***** Данные для обработки *****

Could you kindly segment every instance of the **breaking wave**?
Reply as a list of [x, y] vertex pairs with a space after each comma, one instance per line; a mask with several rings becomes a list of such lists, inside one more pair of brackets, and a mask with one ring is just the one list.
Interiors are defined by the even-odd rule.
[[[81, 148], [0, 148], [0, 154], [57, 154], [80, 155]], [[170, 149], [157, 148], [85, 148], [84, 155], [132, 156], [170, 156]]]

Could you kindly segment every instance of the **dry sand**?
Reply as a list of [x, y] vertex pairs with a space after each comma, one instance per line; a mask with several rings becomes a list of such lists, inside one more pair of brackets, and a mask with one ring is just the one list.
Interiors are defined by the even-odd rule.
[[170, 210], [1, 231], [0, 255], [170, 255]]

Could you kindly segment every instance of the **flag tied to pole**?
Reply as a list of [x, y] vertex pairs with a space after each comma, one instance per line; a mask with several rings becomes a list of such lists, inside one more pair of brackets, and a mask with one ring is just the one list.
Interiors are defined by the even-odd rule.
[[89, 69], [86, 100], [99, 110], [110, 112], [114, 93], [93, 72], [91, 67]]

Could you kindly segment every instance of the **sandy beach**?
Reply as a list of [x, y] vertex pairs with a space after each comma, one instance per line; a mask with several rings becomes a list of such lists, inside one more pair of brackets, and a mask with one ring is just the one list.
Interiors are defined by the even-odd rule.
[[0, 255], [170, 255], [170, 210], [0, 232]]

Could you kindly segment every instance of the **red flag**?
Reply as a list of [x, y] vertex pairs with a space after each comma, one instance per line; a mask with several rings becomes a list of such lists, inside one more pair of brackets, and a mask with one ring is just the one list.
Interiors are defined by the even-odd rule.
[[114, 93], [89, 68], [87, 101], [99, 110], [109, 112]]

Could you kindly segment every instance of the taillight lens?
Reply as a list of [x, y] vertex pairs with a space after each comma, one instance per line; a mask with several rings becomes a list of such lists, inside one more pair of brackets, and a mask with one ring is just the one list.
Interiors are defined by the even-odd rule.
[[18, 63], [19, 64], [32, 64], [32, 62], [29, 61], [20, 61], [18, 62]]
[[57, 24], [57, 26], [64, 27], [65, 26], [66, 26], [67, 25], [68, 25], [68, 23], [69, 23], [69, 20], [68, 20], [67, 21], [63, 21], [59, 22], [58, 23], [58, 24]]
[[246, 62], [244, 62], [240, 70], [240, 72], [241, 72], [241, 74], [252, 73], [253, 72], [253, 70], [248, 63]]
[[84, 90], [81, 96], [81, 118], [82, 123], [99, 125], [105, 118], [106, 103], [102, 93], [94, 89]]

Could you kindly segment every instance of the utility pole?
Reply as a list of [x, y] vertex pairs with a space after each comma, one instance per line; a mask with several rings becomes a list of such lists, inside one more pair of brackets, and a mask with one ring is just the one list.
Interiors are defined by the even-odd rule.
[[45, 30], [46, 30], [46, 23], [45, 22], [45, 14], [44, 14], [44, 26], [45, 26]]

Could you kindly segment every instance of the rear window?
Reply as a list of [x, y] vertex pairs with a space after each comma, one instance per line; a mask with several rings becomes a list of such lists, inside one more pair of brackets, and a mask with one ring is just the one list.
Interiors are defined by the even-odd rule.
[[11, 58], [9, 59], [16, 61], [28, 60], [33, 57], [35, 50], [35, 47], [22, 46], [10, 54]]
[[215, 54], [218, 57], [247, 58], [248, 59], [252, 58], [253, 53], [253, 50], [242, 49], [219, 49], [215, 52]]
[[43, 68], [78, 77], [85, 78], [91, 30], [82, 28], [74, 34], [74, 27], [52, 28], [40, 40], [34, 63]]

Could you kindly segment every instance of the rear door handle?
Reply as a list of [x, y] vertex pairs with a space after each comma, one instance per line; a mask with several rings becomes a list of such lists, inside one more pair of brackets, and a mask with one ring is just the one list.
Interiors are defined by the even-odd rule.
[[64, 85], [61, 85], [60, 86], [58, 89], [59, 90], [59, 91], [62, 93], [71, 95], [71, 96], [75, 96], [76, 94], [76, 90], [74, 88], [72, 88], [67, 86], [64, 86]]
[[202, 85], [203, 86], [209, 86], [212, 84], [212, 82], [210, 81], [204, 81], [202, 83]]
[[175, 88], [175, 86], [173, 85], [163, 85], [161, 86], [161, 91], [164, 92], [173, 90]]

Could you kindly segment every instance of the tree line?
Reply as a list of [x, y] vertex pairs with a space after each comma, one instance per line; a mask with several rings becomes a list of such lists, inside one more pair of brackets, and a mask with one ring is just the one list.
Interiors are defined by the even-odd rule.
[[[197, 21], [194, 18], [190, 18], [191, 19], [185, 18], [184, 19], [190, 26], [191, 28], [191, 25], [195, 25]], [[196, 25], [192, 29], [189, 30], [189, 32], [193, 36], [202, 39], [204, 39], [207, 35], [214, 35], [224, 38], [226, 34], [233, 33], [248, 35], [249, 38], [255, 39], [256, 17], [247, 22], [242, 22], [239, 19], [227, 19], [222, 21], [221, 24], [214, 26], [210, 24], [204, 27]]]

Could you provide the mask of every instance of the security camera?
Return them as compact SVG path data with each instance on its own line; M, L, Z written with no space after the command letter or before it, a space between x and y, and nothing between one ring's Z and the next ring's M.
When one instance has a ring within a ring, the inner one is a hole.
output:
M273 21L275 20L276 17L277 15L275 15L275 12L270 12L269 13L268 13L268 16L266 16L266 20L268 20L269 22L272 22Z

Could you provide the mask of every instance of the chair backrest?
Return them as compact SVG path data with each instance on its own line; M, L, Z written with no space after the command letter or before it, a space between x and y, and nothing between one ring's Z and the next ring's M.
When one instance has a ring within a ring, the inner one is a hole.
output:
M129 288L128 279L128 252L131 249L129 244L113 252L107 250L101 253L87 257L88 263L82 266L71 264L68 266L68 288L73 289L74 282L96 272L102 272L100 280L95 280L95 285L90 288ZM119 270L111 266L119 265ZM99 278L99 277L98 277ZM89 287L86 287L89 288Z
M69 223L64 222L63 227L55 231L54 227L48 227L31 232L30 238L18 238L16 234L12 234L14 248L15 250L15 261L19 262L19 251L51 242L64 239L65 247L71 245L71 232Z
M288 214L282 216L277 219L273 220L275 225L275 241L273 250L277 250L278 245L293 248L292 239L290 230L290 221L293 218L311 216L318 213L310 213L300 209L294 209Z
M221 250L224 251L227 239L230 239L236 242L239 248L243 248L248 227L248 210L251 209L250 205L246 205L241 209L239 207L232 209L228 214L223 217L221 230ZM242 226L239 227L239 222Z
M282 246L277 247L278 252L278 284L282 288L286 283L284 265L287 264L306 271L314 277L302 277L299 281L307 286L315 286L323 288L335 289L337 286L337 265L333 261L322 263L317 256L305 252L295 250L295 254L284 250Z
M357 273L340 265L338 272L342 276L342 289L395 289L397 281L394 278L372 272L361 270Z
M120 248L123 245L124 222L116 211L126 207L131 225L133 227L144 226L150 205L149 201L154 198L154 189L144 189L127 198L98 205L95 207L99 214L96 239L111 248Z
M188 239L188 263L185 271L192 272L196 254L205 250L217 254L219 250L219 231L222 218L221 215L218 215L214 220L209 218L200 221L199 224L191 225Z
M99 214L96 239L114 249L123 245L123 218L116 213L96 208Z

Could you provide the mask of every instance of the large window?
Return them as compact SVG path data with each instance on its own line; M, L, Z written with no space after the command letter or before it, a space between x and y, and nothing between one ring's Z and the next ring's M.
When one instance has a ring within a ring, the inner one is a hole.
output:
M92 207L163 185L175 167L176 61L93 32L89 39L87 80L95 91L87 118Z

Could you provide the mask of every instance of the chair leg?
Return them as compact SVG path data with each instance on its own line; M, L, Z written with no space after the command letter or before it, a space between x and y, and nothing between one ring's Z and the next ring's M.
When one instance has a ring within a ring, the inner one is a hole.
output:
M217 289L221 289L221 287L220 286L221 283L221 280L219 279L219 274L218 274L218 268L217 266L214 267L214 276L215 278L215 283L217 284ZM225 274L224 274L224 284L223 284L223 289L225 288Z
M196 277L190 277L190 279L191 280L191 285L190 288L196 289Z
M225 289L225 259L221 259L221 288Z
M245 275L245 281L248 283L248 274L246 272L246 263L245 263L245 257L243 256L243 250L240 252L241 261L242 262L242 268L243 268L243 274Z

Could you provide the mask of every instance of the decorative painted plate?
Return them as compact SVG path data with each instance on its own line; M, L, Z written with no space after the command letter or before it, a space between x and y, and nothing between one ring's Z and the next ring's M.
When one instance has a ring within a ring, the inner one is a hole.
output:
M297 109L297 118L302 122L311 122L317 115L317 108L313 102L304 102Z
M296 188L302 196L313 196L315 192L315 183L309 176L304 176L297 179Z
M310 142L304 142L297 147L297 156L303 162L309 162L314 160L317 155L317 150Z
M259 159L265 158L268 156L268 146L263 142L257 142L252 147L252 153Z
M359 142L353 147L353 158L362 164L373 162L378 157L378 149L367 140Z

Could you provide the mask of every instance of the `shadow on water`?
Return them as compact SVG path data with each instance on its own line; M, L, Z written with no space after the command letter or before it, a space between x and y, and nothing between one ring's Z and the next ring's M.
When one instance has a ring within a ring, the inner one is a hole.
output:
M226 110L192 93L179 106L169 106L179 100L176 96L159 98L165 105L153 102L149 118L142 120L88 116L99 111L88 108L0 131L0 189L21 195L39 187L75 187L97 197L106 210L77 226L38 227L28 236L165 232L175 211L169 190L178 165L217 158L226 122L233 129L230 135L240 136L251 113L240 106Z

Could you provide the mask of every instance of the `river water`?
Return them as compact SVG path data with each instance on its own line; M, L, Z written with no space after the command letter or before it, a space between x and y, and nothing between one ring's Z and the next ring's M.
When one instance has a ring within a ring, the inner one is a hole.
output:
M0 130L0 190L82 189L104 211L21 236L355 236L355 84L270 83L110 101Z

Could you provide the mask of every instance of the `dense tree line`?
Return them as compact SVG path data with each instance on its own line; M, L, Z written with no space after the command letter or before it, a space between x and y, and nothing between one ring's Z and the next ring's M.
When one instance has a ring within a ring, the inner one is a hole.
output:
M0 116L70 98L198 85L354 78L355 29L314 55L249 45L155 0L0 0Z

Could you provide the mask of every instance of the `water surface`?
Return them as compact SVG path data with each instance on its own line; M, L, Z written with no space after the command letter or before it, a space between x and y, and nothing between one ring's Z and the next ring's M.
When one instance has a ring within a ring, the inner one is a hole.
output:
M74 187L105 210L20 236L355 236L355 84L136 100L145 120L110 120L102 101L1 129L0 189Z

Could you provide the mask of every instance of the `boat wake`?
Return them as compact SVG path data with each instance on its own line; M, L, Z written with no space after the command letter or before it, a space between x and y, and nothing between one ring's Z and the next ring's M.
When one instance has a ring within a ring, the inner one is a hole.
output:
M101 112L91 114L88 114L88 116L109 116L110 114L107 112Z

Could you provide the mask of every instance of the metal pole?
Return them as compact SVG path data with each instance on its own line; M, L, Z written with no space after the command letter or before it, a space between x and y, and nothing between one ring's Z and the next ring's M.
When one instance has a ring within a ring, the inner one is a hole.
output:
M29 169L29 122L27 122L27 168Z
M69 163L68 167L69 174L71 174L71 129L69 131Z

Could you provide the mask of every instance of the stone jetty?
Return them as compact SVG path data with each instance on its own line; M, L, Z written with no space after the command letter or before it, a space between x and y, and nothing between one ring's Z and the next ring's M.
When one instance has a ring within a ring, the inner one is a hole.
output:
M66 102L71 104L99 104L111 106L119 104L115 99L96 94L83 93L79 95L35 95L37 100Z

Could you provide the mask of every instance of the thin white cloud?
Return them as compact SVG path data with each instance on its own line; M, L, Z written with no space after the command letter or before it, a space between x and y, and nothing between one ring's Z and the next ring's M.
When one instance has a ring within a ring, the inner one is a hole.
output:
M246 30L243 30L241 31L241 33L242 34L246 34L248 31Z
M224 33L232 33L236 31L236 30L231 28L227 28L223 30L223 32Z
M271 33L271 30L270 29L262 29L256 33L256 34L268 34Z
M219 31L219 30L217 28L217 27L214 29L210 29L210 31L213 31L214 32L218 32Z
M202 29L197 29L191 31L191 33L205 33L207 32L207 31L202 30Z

*****

Поместите в JSON-список строк фрагмент от строки, содержащей "Could you kindly segment every instance of the taillight", до строки, содержащей "40], [34, 63]]", включая обе. Каждой строке фрагмента соответствует один элемент списка, пустые строки пропустите.

[
  "Could you kindly segment every instance of the taillight lens?",
  "Reply as a list of [x, y] vertex pairs with a space after each comma, one instance per line; a mask with several rings becomes a list of such lists, inside one more pair of brackets, and a mask with one ring is just the one list.",
  "Interiors are defined by the even-odd rule.",
  "[[18, 63], [19, 64], [32, 64], [32, 62], [29, 61], [20, 61], [18, 62]]",
  "[[57, 24], [57, 26], [64, 27], [65, 26], [66, 26], [67, 25], [68, 25], [68, 23], [69, 23], [69, 20], [68, 20], [67, 21], [63, 21], [59, 22], [58, 23], [58, 24]]",
  "[[246, 62], [244, 62], [240, 70], [240, 72], [241, 72], [241, 74], [252, 73], [253, 72], [253, 70], [248, 63]]",
  "[[84, 90], [81, 96], [81, 118], [82, 123], [99, 125], [105, 118], [106, 103], [102, 93], [94, 89]]",
  "Could you kindly segment every instance of the utility pole?",
  "Reply as a list of [x, y] vertex pairs with a space after each comma, one instance per line; a mask with several rings becomes a list of such lists, inside one more pair of brackets, and a mask with one ring is just the one list.",
  "Interiors are defined by the even-odd rule.",
  "[[45, 30], [46, 30], [46, 23], [45, 22], [45, 14], [44, 14], [44, 26], [45, 26]]",
  "Could you kindly segment every instance of the rear window?",
  "Reply as a list of [x, y] vertex pairs with a space after each comma, one instance per line; a mask with several rings becomes a list of such lists, inside one more pair of brackets, and a mask with one ring is just the one list.",
  "Interiors are defined by the even-odd rule.",
  "[[11, 58], [9, 59], [16, 61], [28, 60], [33, 57], [35, 50], [35, 47], [22, 46], [10, 54]]",
  "[[215, 54], [218, 57], [247, 58], [248, 59], [252, 58], [253, 53], [253, 50], [242, 49], [219, 49], [215, 52]]",
  "[[43, 68], [78, 77], [85, 78], [91, 30], [82, 28], [74, 34], [74, 27], [52, 28], [40, 40], [34, 63]]"
]